Provided data =
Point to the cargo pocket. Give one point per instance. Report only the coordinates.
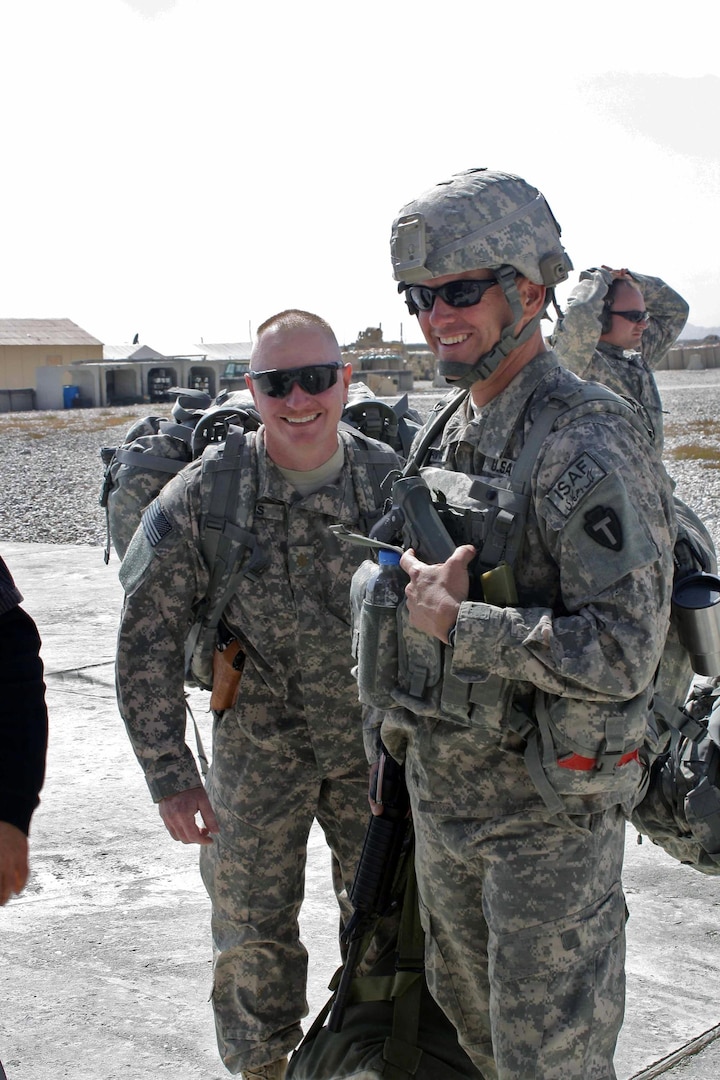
(419, 667)
(585, 748)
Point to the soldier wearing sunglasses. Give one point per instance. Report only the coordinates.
(290, 748)
(617, 327)
(519, 716)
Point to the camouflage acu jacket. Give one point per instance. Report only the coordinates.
(594, 578)
(575, 339)
(293, 620)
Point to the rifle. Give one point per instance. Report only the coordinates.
(371, 891)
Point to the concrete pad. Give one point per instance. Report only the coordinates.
(107, 955)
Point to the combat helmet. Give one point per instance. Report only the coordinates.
(480, 219)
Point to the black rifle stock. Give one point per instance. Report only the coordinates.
(415, 514)
(371, 892)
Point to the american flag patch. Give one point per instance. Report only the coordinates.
(155, 524)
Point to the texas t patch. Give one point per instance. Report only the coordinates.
(155, 523)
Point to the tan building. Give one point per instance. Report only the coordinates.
(36, 354)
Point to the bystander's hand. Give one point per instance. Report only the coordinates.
(178, 813)
(436, 591)
(13, 861)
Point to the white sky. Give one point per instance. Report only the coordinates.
(184, 169)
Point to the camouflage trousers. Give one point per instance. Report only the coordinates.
(254, 873)
(522, 910)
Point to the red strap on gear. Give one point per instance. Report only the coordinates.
(585, 764)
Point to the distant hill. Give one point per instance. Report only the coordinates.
(697, 333)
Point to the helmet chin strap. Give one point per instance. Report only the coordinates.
(462, 375)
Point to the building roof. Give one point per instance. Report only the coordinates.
(131, 352)
(43, 332)
(238, 350)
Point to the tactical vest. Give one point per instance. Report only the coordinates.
(562, 756)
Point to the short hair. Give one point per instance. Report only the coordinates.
(295, 320)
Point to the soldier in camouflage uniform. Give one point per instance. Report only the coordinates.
(291, 748)
(520, 760)
(616, 329)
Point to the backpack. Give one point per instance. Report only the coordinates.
(155, 448)
(221, 433)
(392, 1027)
(679, 752)
(680, 808)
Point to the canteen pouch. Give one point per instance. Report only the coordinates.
(374, 643)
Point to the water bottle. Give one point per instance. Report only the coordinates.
(377, 645)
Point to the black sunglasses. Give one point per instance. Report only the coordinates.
(464, 293)
(633, 316)
(313, 378)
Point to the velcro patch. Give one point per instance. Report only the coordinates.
(155, 524)
(575, 483)
(602, 525)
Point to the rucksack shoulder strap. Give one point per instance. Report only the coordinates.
(229, 547)
(579, 401)
(227, 520)
(371, 463)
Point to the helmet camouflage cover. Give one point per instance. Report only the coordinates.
(478, 219)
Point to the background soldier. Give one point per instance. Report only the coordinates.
(290, 748)
(23, 734)
(617, 327)
(520, 756)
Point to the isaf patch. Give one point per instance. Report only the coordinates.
(155, 523)
(575, 483)
(602, 525)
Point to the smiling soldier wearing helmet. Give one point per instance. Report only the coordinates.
(520, 709)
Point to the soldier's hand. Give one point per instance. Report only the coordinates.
(178, 813)
(13, 861)
(435, 592)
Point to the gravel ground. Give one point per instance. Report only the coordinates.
(51, 471)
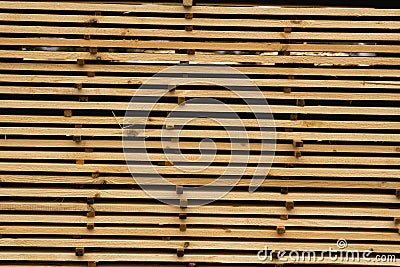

Task description = Drop the images and copy all the data exactly.

Written response =
Point to the cargo pocket. Give one point per instance. Report only the coordinates.
(419, 667)
(585, 748)
Point to the soldier wearing sunglasses. Give one point per instance. Report only the coordinates.
(290, 748)
(617, 327)
(519, 716)
Point to the camouflage acu jacket. Give one point per instance. Report only the coordinates.
(594, 578)
(575, 339)
(293, 620)
Point to the rifle. Give one point per instance. Report only the coordinates.
(371, 891)
Point to the concrete pad. Give one point per instance. Report only the coordinates.
(107, 955)
Point to the combat helmet. Give one point per instance. Report only the coordinates.
(480, 219)
Point to the black rifle stock. Give one point per instance. Report only the coordinates.
(415, 514)
(371, 892)
Point to the american flag patch. Give one point per instance. Report only the coordinates.
(155, 524)
Point to the texas t patch. Give one point per instance. Report only the coordinates.
(155, 523)
Point to the tan building. Give one point per instance. Report only the coordinates.
(36, 354)
Point to the bystander's hand. Give one point per instance. Report only the coordinates.
(178, 813)
(436, 591)
(13, 861)
Point to the white sky. Give one point per instance. Report only the coordinates.
(184, 169)
Point to the camouflage trousers. Give one point per instance. Report only the coordinates.
(254, 873)
(522, 910)
Point to the red strap on gear. Give one point per instance. Report only the coordinates.
(585, 764)
Point to the distant hill. Give one point per instance. Report only the coordinates.
(697, 333)
Point to the helmet chin strap. Give one point per instance. Report only the coordinates.
(462, 375)
Point to the building roof. Give one point per instance. Report only the coordinates.
(131, 352)
(43, 332)
(238, 350)
Point to the tactical vest. Give one point per instance. Report only the coordinates.
(562, 756)
Point to the short hair. Give one point per instance. Report only the coordinates.
(295, 320)
Point to the soldier in camouflage uniform. Give one point per instance. Report only the coordinates.
(291, 748)
(520, 760)
(616, 329)
Point to the backpack. Give one point per instance. Report only the coordinates.
(155, 448)
(221, 433)
(392, 1027)
(679, 752)
(680, 808)
Point to the canteen pouch. Give one point per instance. Report only the coordinates.
(374, 643)
Point to the water bottle. Give one point per instance. Report only the coordinates.
(377, 645)
Point to the black sunglasses. Give one point per instance. Report only the coordinates.
(464, 293)
(633, 316)
(313, 378)
Point to the velcro patch. Give one point per instance. Report only the coordinates.
(155, 524)
(575, 483)
(602, 525)
Point to the rucksack shoulder strap. Give one point per instance. Report only the coordinates.
(229, 547)
(579, 401)
(227, 520)
(371, 463)
Point to the helmet camouflage cover. Give one point per instance. Report only the coordinates.
(478, 219)
Point to the background soldier. Give one point per instance. Report only the coordinates.
(290, 748)
(23, 734)
(617, 327)
(520, 756)
Point to the isaf patch. Give one point per instance. Report only the coordinates.
(155, 523)
(575, 483)
(602, 525)
Point to the smiling soldier wearing helmet. Give one point per instance. Report only the coordinates.
(520, 709)
Point to the soldier's hand. Give one point per instance. Report only the coordinates.
(178, 813)
(13, 861)
(435, 592)
Point to the gravel ground. Give one point per instance. Report only the coordinates.
(51, 471)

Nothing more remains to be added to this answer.